* _Problem to work on_
Retype precisely the section of the data that starts at the line containing "Query: overcast sky" and runs to its final line, ends included.

□ □ □ □

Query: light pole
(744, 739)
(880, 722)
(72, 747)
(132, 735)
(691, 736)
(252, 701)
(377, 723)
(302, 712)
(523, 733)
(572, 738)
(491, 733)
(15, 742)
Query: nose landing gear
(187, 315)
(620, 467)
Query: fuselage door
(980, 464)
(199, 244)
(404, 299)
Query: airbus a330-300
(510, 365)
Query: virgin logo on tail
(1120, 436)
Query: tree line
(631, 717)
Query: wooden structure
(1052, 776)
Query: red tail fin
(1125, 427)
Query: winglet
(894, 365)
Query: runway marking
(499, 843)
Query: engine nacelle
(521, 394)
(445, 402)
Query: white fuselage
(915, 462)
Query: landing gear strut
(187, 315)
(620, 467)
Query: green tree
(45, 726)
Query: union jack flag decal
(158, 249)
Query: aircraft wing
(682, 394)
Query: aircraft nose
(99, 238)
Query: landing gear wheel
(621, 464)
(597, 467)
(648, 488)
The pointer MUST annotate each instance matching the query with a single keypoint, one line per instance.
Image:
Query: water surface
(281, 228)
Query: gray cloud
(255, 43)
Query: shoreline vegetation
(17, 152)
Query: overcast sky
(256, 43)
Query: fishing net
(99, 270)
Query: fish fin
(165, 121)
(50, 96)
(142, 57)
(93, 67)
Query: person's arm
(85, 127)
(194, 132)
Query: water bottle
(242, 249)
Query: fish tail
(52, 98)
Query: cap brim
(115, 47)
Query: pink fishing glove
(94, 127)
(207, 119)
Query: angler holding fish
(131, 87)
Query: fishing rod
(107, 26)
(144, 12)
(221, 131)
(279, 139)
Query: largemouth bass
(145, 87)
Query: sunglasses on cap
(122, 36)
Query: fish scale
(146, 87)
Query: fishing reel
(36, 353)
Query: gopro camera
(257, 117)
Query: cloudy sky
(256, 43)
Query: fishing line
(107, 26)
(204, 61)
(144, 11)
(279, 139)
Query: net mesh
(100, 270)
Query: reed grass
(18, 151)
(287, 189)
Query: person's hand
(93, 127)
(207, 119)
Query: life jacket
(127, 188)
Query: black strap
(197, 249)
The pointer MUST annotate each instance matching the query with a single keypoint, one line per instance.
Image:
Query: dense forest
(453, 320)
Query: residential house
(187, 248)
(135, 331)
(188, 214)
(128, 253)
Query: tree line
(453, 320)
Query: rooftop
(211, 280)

□ □ □ □

* _Answer to this problem_
Query: overcast sky
(256, 43)
Query: fishing net
(99, 270)
Query: fish fin
(165, 121)
(50, 96)
(142, 57)
(93, 67)
Query: person's arm
(85, 127)
(194, 132)
Query: water bottle
(242, 249)
Query: fish tail
(52, 98)
Query: cap brim
(115, 47)
Query: pink fishing glove
(94, 127)
(207, 119)
Query: angler holding fish
(131, 87)
Query: fishing rod
(107, 26)
(144, 12)
(221, 131)
(279, 139)
Query: largemouth bass
(145, 87)
Query: sunglasses on cap
(122, 36)
Query: fish scale
(146, 87)
Query: fishing reel
(36, 353)
Query: gopro camera
(257, 117)
Query: cloudy sky
(256, 43)
Query: fishing line
(107, 26)
(204, 61)
(144, 11)
(279, 139)
Query: net mesh
(100, 270)
Query: reed grass
(18, 151)
(287, 189)
Query: person's hand
(93, 127)
(207, 119)
Query: life jacket
(127, 188)
Query: black strap
(197, 249)
The pointer MUST annotate each instance matching the query with a single keypoint, one line per instance.
Image:
Query: dense forest
(453, 320)
Query: residential house
(187, 248)
(135, 331)
(188, 214)
(128, 253)
Query: tree line
(453, 320)
Query: rooftop
(211, 280)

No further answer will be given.